### Exercise aim
Scan the records for lines with the word "tower", and copy every such line.

### Information supplied
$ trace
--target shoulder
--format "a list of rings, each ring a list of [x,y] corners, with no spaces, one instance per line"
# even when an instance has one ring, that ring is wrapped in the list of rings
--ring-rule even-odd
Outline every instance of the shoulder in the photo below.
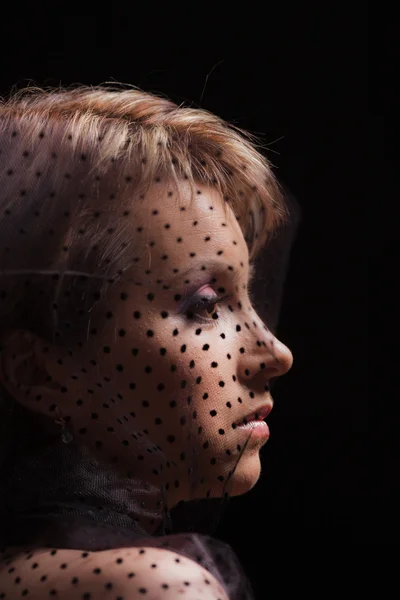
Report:
[[[209,571],[163,548],[39,549],[6,558],[0,563],[0,598],[5,599],[18,593],[31,600],[172,600],[182,594],[186,600],[229,600]]]

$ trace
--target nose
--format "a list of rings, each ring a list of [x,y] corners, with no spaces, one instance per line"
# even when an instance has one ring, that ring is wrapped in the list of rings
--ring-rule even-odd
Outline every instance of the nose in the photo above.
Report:
[[[289,371],[293,364],[293,355],[289,348],[270,331],[267,336],[264,336],[262,342],[257,341],[257,346],[255,352],[243,354],[239,378],[253,391],[262,393],[266,390],[265,384],[269,380],[275,381],[277,377]],[[270,382],[270,387],[274,381]]]
[[[267,346],[270,349],[270,358],[268,360],[268,366],[274,373],[271,377],[280,377],[289,371],[293,365],[293,354],[285,344],[283,344],[274,335],[267,342]]]

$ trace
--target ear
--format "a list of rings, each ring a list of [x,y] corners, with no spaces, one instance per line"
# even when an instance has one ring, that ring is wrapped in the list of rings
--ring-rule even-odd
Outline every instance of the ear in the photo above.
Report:
[[[53,381],[43,348],[46,344],[35,334],[16,330],[2,342],[0,380],[9,394],[28,408],[36,396],[51,398],[61,385]]]

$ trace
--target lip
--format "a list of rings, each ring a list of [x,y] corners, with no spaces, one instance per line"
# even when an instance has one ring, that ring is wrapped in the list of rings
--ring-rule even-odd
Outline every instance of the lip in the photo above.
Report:
[[[235,421],[234,426],[238,427],[239,425],[243,425],[243,423],[245,422],[244,420],[246,420],[247,423],[249,423],[249,421],[263,421],[269,415],[273,406],[273,403],[269,402],[268,404],[266,404],[264,402],[264,404],[261,404],[257,408],[253,409],[250,413],[247,413],[247,415],[245,415],[244,417],[241,417],[240,419]]]

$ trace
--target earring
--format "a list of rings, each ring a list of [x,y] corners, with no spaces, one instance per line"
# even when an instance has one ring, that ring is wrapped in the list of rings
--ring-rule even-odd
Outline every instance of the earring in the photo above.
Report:
[[[56,413],[58,419],[54,419],[54,423],[57,423],[57,425],[61,425],[61,440],[63,444],[69,444],[74,438],[72,437],[71,432],[67,429],[67,423],[62,417],[61,411],[58,408],[58,406],[56,406]]]

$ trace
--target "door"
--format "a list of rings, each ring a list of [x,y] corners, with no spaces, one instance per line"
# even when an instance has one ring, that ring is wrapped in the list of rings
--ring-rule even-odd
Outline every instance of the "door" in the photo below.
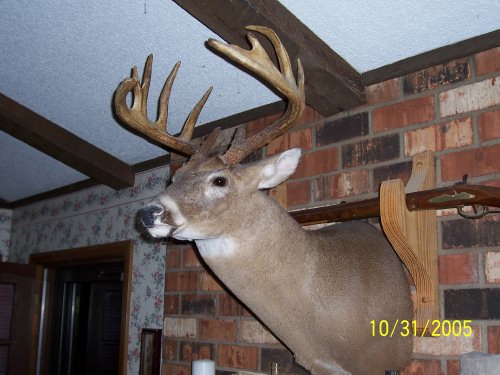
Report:
[[[31,340],[30,370],[22,374],[85,374],[87,360],[100,363],[92,374],[126,374],[133,242],[31,254],[30,263],[37,266],[37,308],[31,319],[36,339]],[[98,333],[95,326],[101,327]]]
[[[36,285],[36,266],[0,262],[0,375],[33,372]]]
[[[123,263],[56,270],[50,374],[118,375]]]

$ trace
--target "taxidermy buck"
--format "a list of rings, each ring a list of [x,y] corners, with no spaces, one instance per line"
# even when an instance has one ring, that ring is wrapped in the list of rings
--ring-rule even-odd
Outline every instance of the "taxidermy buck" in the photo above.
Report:
[[[305,107],[304,74],[297,80],[277,35],[261,26],[247,29],[273,44],[278,70],[257,39],[251,50],[213,39],[211,48],[248,69],[288,100],[283,116],[261,133],[237,132],[223,155],[209,156],[218,131],[200,145],[190,143],[209,89],[188,116],[179,137],[166,131],[168,98],[177,64],[160,97],[158,121],[146,107],[151,57],[139,82],[137,68],[116,91],[118,117],[147,137],[190,160],[172,183],[141,212],[153,237],[194,240],[206,264],[313,374],[383,375],[410,358],[411,338],[372,336],[370,321],[411,320],[409,286],[402,264],[385,237],[369,224],[332,225],[306,231],[261,189],[285,181],[297,167],[299,149],[267,160],[239,163],[285,133]],[[131,108],[126,97],[133,92]]]

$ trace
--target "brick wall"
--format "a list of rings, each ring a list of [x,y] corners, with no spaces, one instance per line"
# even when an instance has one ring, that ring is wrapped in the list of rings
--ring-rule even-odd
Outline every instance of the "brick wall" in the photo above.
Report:
[[[436,152],[437,187],[461,181],[500,186],[500,48],[367,88],[368,104],[302,124],[253,158],[301,147],[288,181],[289,209],[372,198],[380,182],[411,172],[412,155]],[[270,118],[245,124],[258,131]],[[500,215],[467,220],[440,210],[441,319],[471,319],[470,337],[415,339],[410,374],[458,374],[462,353],[500,354]],[[200,263],[189,244],[167,247],[163,374],[190,374],[198,358],[235,369],[305,374],[244,306]],[[265,303],[265,301],[263,301]],[[367,329],[369,329],[367,327]]]

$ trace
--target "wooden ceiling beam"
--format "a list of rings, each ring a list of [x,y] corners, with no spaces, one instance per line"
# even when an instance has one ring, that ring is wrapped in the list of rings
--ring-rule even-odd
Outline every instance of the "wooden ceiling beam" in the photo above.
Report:
[[[113,189],[134,185],[132,167],[0,94],[0,130]]]
[[[292,61],[304,66],[307,104],[330,116],[365,104],[361,74],[277,0],[174,0],[226,42],[248,48],[246,25],[272,28]],[[270,43],[259,38],[264,48]],[[274,52],[270,53],[270,56]]]

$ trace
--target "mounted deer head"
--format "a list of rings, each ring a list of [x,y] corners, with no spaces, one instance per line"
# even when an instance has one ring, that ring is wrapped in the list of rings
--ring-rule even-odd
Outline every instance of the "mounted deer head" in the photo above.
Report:
[[[287,100],[284,115],[250,138],[240,131],[222,155],[208,157],[218,136],[201,146],[189,142],[211,89],[195,106],[181,135],[166,132],[168,97],[178,64],[160,97],[156,123],[147,118],[151,75],[148,58],[142,83],[137,68],[116,91],[118,117],[147,137],[190,160],[141,212],[154,237],[194,240],[207,265],[313,374],[384,374],[401,368],[411,354],[411,338],[372,336],[371,320],[411,320],[409,286],[403,267],[384,236],[368,224],[334,225],[305,231],[260,189],[285,181],[297,167],[300,150],[240,165],[247,155],[285,133],[305,107],[304,75],[297,80],[277,35],[261,26],[247,29],[273,44],[280,70],[257,39],[244,50],[209,40],[209,45],[278,90]],[[126,96],[134,102],[127,106]]]

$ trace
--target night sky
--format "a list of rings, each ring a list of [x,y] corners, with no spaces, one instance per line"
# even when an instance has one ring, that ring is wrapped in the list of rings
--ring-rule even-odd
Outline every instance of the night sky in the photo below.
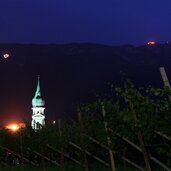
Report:
[[[1,0],[0,42],[163,43],[170,16],[170,0]]]

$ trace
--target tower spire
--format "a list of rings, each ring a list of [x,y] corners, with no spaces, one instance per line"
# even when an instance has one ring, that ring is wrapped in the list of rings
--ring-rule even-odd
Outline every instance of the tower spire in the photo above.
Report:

### Answer box
--target tower spire
Outline every instance of the tower spire in the photo above.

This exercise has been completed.